AIM OF THE EXERCISE ▸
Which lines of the rows below contain the word "patch"? List each one in full.

---- RECORD LIST

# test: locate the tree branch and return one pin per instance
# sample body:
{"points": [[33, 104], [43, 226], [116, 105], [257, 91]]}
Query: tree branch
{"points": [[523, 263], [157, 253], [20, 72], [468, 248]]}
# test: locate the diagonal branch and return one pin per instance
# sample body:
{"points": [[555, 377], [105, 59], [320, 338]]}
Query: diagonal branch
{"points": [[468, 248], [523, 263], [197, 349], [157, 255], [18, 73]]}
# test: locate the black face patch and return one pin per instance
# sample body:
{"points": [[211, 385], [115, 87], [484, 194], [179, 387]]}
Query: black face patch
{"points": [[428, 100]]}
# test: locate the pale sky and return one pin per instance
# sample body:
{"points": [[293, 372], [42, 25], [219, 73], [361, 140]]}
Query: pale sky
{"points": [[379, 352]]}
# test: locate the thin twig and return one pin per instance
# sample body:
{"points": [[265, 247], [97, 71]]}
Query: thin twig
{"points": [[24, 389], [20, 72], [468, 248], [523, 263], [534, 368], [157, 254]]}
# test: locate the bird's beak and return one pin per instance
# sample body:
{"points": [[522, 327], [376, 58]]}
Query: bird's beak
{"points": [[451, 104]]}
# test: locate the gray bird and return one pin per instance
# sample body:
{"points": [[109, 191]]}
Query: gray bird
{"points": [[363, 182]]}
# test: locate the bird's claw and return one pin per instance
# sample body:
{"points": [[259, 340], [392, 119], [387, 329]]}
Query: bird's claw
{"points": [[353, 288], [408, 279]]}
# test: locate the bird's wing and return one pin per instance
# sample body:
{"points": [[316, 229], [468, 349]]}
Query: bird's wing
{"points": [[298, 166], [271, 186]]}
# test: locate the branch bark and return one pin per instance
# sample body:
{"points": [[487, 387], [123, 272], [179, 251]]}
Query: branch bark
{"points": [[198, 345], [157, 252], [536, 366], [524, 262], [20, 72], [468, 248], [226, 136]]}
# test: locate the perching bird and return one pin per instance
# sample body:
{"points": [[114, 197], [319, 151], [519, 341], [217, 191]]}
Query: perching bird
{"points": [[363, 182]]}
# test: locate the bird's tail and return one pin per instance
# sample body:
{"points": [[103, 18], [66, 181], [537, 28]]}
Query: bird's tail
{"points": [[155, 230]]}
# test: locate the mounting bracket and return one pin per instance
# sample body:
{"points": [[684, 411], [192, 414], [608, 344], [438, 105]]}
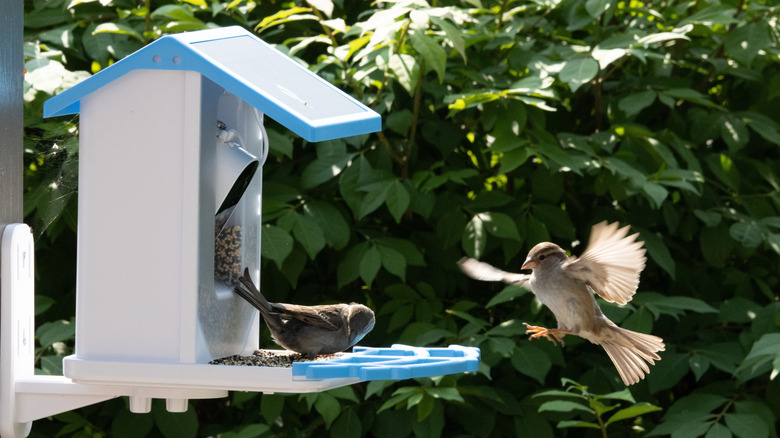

--------

RESPONSE TO THIS TASK ▸
# test: locate the black face patch and return one pin per instance
Query: black face patch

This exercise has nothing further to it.